TAREFA A:
Reescreva em forma de lista o parágrafo do trecho sobre uso de drogas que começa com "Verônica*, 33 anos", preservando os fatos principais.
TAREFA B:
Reproduza, do trecho sobre uso de drogas, a passagem que vai de "Verônica*, 33 anos, usou" até "tudo dava errado.".

TRECHO DO DOCUMENTO:
Tabela com a porcentagem de uso de drogas por universitários. (Fonte: OBID/SENAD/ Crédito: Liliane Jochelavicius)

Verônica*, 33 anos, usou maconha pela primeira vez aos 16 e não gostou, mas continuou esporadicamente para se enturmar. Aos 23 anos passou a fumar ao menos uma vez por dia, mas nunca comprou a droga, usava sempre com amigos. Quando adquiriu a substância pela primeira vez tinha 31 anos e passou por um ataque de ansiedade. Isso fez com que percebesse ser o momento de parar o uso. Com o passar do tempo, ela percebeu que, quando fumava, ficava mais triste, ansiosa, medrosa e parecia que tudo dava errado.

Michele Nilo destaca a importância da relação com a família para o tratamento do dependente. Muitas vezes, quem faz uso mais intenso de drogas perde esse vínculo, quando há tal desligamento o tratamento enfrenta mais dificuldades. Por isso, é importante perceber o que está acontecendo.

REGISTROS LISTADOS:
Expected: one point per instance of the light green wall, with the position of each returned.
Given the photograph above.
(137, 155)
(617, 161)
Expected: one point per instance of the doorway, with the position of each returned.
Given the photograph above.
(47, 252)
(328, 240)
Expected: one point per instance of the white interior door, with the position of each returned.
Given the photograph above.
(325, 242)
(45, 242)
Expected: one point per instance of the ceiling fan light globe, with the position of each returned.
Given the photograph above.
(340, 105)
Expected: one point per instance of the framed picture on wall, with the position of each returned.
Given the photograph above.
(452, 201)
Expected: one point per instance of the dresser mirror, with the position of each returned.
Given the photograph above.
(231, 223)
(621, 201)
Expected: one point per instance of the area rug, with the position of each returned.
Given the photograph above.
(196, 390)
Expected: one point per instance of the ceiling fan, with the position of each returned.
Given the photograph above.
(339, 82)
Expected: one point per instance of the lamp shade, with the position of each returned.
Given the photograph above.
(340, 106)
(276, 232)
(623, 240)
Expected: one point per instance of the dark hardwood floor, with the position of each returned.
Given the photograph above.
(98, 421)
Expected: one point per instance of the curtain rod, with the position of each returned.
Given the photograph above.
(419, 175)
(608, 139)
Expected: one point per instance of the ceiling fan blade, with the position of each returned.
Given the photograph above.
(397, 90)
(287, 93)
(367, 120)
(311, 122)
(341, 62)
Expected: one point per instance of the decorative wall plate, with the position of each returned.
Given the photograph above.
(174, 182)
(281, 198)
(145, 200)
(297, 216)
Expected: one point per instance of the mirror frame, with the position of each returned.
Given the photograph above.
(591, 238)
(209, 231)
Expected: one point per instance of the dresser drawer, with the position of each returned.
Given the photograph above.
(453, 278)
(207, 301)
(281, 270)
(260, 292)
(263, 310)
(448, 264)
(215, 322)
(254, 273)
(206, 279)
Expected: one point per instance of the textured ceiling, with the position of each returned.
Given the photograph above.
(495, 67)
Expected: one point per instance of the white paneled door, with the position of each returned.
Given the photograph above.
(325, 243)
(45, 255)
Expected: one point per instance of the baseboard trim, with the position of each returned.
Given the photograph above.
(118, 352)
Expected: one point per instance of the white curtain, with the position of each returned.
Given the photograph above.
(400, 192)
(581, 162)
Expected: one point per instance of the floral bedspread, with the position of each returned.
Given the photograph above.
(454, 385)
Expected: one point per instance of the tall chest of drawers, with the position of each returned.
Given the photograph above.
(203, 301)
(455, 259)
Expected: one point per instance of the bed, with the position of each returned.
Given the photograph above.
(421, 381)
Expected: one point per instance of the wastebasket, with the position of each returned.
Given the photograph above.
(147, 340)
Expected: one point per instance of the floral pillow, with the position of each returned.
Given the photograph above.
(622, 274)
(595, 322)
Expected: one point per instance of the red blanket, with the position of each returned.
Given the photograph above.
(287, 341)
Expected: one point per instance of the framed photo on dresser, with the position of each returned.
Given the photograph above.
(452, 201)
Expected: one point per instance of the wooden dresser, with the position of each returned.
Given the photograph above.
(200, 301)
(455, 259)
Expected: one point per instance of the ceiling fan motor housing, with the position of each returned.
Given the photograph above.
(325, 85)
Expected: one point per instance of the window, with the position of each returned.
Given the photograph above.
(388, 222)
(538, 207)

RESOLUÇÃO A:
- Verônica, 33 anos, experimentou maconha aos 16 e não gostou, mas continuou usando de vez em quando para se enturmar.
- Aos 23, passou a fumar ao menos uma vez por dia, sempre com amigos e sem nunca comprar a droga.
- Aos 31, comprou a substância pela primeira vez e teve um ataque de ansiedade, o que a fez perceber que era hora de parar.
- Com o tempo, notou que, quando fumava, ficava mais triste, ansiosa e medrosa, e parecia que tudo dava errado.

RESOLUÇÃO B:
Verônica*, 33 anos, usou maconha pela primeira vez aos 16 e não gostou, mas continuou esporadicamente para se enturmar. Aos 23 anos passou a fumar ao menos uma vez por dia, mas nunca comprou a droga, usava sempre com amigos. Quando adquiriu a substância pela primeira vez tinha 31 anos e passou por um ataque de ansiedade. Isso fez com que percebesse ser o momento de parar o uso. Com o passar do tempo, ela percebeu que, quando fumava, ficava mais triste, ansiosa, medrosa e parecia que tudo dava errado.